WHAT YOU ARE ASKED TO DO: Reproduce the entries that follow precisely, setting aside any images.

[Natural-language object grounding data]
● ● ● ● ●

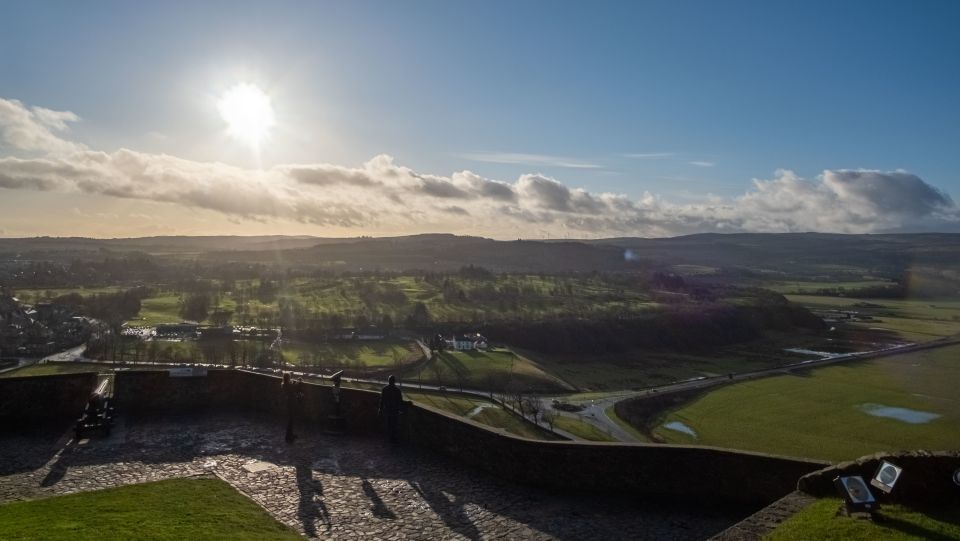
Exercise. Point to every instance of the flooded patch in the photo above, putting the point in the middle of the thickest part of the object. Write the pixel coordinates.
(906, 415)
(475, 411)
(680, 427)
(821, 354)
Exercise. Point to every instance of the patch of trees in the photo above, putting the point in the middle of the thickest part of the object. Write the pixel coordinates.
(678, 327)
(108, 307)
(195, 306)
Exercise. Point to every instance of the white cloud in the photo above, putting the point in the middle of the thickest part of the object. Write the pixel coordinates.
(32, 129)
(530, 159)
(383, 195)
(650, 155)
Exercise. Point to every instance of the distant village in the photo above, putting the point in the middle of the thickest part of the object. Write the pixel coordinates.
(39, 329)
(36, 330)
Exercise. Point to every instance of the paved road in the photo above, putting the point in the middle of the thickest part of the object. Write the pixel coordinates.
(594, 411)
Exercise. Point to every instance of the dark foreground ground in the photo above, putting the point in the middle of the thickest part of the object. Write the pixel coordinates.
(334, 487)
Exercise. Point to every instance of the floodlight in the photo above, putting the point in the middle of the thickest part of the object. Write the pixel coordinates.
(856, 494)
(887, 475)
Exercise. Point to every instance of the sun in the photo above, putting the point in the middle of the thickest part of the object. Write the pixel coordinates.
(248, 113)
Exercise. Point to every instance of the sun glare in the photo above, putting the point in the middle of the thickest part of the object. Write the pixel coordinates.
(248, 113)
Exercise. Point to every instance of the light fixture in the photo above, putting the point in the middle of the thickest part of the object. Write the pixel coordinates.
(887, 475)
(856, 494)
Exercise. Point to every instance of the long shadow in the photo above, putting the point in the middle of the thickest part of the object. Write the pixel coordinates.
(310, 507)
(23, 450)
(448, 487)
(915, 531)
(380, 509)
(59, 468)
(451, 512)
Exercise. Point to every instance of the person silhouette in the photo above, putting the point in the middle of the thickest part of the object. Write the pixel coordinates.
(391, 401)
(291, 391)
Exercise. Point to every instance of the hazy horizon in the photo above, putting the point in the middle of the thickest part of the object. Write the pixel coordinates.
(651, 120)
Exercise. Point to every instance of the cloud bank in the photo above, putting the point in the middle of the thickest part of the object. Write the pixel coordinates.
(381, 194)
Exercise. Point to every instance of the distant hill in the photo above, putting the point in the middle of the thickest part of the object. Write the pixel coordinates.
(809, 254)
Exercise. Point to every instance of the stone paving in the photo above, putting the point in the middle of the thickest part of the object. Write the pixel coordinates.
(333, 487)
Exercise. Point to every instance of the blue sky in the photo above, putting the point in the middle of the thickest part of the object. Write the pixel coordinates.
(679, 100)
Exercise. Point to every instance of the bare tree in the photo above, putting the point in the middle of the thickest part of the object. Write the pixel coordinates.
(549, 416)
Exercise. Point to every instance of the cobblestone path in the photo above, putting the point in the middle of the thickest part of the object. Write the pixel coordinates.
(332, 487)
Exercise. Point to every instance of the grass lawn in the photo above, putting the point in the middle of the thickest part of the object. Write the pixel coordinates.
(647, 367)
(47, 369)
(625, 425)
(366, 354)
(581, 429)
(804, 287)
(820, 521)
(916, 320)
(495, 368)
(824, 413)
(157, 310)
(174, 509)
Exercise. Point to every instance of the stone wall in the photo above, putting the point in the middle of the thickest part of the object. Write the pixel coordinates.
(688, 473)
(34, 400)
(927, 477)
(156, 392)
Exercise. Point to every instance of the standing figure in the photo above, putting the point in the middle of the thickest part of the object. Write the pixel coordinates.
(291, 391)
(390, 402)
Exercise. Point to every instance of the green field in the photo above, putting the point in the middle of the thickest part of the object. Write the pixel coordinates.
(455, 298)
(497, 369)
(811, 287)
(914, 320)
(352, 354)
(47, 369)
(820, 521)
(481, 411)
(158, 310)
(632, 430)
(823, 413)
(647, 367)
(581, 429)
(173, 509)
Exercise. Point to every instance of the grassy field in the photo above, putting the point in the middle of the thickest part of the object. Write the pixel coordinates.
(632, 430)
(371, 354)
(581, 429)
(47, 369)
(647, 367)
(808, 287)
(37, 295)
(820, 521)
(496, 368)
(158, 310)
(481, 411)
(173, 509)
(456, 298)
(825, 413)
(914, 320)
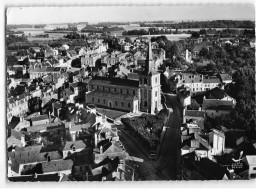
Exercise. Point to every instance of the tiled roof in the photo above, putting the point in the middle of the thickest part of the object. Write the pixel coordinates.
(209, 104)
(205, 167)
(225, 77)
(113, 114)
(113, 96)
(77, 144)
(189, 78)
(215, 93)
(14, 122)
(84, 157)
(25, 157)
(32, 178)
(68, 91)
(19, 97)
(211, 79)
(56, 166)
(37, 128)
(114, 81)
(13, 141)
(39, 118)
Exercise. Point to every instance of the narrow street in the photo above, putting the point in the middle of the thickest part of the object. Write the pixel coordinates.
(167, 165)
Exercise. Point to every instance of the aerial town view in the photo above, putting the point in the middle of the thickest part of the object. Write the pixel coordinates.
(130, 95)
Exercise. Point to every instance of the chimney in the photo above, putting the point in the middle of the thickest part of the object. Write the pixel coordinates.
(231, 174)
(23, 142)
(48, 158)
(50, 116)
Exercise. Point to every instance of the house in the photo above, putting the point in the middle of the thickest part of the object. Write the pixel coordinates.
(57, 166)
(127, 95)
(16, 139)
(36, 72)
(83, 162)
(37, 178)
(40, 120)
(197, 48)
(251, 162)
(196, 168)
(195, 115)
(218, 107)
(225, 78)
(183, 93)
(58, 126)
(197, 82)
(75, 129)
(17, 106)
(72, 146)
(18, 160)
(90, 59)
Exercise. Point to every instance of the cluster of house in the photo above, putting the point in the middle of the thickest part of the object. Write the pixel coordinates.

● ● ● ● ●

FINISHED TASK:
Exercise. Point to every instance of the flooded patch in the photo above, putting the point in the middle of the thickest part of the object. Write the pixel coordinates.
(906, 415)
(475, 411)
(680, 427)
(821, 354)
Exercise. Point to every instance of the patch of trees in the photo above, putting the point in the middle of the thickest part of the object. Write the pixel coordinates.
(678, 327)
(108, 307)
(195, 306)
Exercise. Point to every instance of the white cloud in the photo above, putting the point in the middle of the thickest part of the object. Write the pixel coordinates.
(32, 129)
(530, 159)
(383, 195)
(650, 155)
Exercise. Point to every instance of the distant village in the photo above, putting the point in the middle of the thickest part of the object. Write the pixel coordinates.
(39, 329)
(36, 330)
Exercise. Point to every instance of the paved road in the photo above, putting the point in the middle of the thickest part of the object. Write the pixel coordinates.
(594, 411)
Exercise. Point to every instance of the dark foreground ground in the photo above, putting the point in the middle of the thickest part of the object. Write the pixel coordinates.
(334, 487)
Exercise. Point to every instance of the floodlight in the photo above, putting the point in the middle of the thickest part of the object. Write the pixel coordinates.
(856, 494)
(887, 475)
Exercise. Point to every instance of the sun in the photo above, putting the point in the middle of the thickest part of the object. Write the pixel coordinates.
(248, 113)
Exercise. Point to every instance of the sun glare in the photo above, putting the point in the middle of the thickest part of the object. Write the pixel coordinates.
(248, 113)
Exercise. Point to every instance of the light fixture in the photo above, putting the point in the middle of the thickest part of the object. Write the pixel coordinates.
(887, 475)
(856, 494)
Exercise. Point to every instance of the long shadow in the photo above, putting the point in the middle of the thickest part of the object. Write the pixel coordinates.
(310, 507)
(23, 450)
(448, 487)
(915, 531)
(380, 509)
(59, 468)
(451, 512)
Exercise. Point to every instance of the person silhouette in the photo above, putting the point in the middle of the thickest part of the object. Write the pixel coordinates.
(391, 401)
(291, 391)
Exercise. Point to every instance of the hazy horizon in the photo above, putting the point in the middle of the thickest part of the object. Write the pixel coordinates.
(651, 120)
Exercise. Point to every instance of the cloud bank in the photo above, putting the point in the middle of the thickest part of the object. Write the pixel coordinates.
(381, 194)
Exercise. Point to every instance of the distant hill in the photo above, putting the point in the middle of the thickest part of the object. Write the pixel coordinates.
(809, 254)
Exercise. Point to every instance of the stone paving in the photo above, putting the point in the middle of the thickest part of the object. Write the pixel coordinates.
(333, 487)
Exercise. Point to every instance of the blue sky in the photo above, putting the point in the middle of the thickest part of the object. Write the pixel coordinates.
(679, 100)
Exercise. Point to every instance of the bare tree in the photo above, putting the point in the middle of the thickest part of the object. Write the pixel coordinates.
(549, 416)
Exercise. Point to every instance of the cobblestone path in the photo above, putting the point in the middle of the thickest part of the object. Write the pixel coordinates.
(332, 487)
Exercise. Point to every instance of the grass lawn in the photo above, putting the point in the middle of the thickest part of the object. Write the pixel coordinates.
(647, 367)
(47, 369)
(625, 425)
(366, 354)
(581, 429)
(804, 287)
(820, 521)
(916, 320)
(495, 368)
(824, 413)
(157, 310)
(174, 509)
Exercise. Point to every instance of the stone wall in the photo above, putting the point in the middle of the thickest part of the object. Write the pixel coordinates.
(688, 473)
(34, 400)
(927, 477)
(156, 392)
Exercise. Point to every instance of the standing figure in the photo above, putting the point in the middle of the thickest part of the object. Write the pixel coordinates.
(291, 391)
(390, 402)
Exercise. Point to every instance of the green field in the photo above, putting the point in the middle of the thickest part of the object. Write the pixel coordinates.
(455, 298)
(497, 369)
(811, 287)
(914, 320)
(352, 354)
(47, 369)
(820, 521)
(481, 411)
(158, 310)
(632, 430)
(823, 413)
(647, 367)
(581, 429)
(173, 509)
Exercise. Point to every instance of the grassy field in the photo above, putting the point in the middle of the thickest part of the object. Write the pixel coordinates.
(632, 430)
(371, 354)
(581, 429)
(47, 369)
(647, 367)
(808, 287)
(37, 295)
(820, 521)
(496, 368)
(158, 310)
(481, 411)
(173, 509)
(456, 298)
(825, 413)
(914, 320)
Exercise. Point to every instance of the tiled roof in the photo above, putting the point in the middle of the thickest part of the object. Write the pixel coordinates.
(209, 104)
(205, 167)
(225, 77)
(113, 114)
(113, 96)
(77, 144)
(189, 78)
(215, 93)
(14, 122)
(84, 157)
(25, 157)
(32, 178)
(68, 91)
(19, 97)
(211, 79)
(56, 166)
(37, 128)
(114, 81)
(13, 141)
(39, 118)
Exercise. Point to every instance of the narrow street in the photo above, putting the point in the middle of the thickest part of the object. Write the pixel coordinates.
(167, 165)
Exercise. Point to every instance of the aerial town view in the photo above, putting the point in the middle of the thickest part of the object. Write the pixel coordinates.
(130, 95)
Exercise. Point to every instance of the chimney in the photo above, putting the point in the middle of the thickest part of the object. Write the pixel coordinates.
(231, 174)
(23, 142)
(48, 158)
(50, 116)
Exercise. Point to every instance of the house in the photo above, putting the point in the middle of the thickest part of the object. Write the pixel coordinates.
(57, 166)
(127, 95)
(16, 139)
(36, 72)
(83, 162)
(37, 178)
(40, 120)
(197, 48)
(251, 162)
(196, 168)
(195, 115)
(218, 107)
(225, 78)
(183, 93)
(58, 126)
(197, 82)
(75, 129)
(17, 106)
(72, 146)
(18, 160)
(90, 59)
Exercise. Point to every instance of the cluster of house in the photo above, putting the point in the middle of the thickest part of the object. Write the pixel coordinates.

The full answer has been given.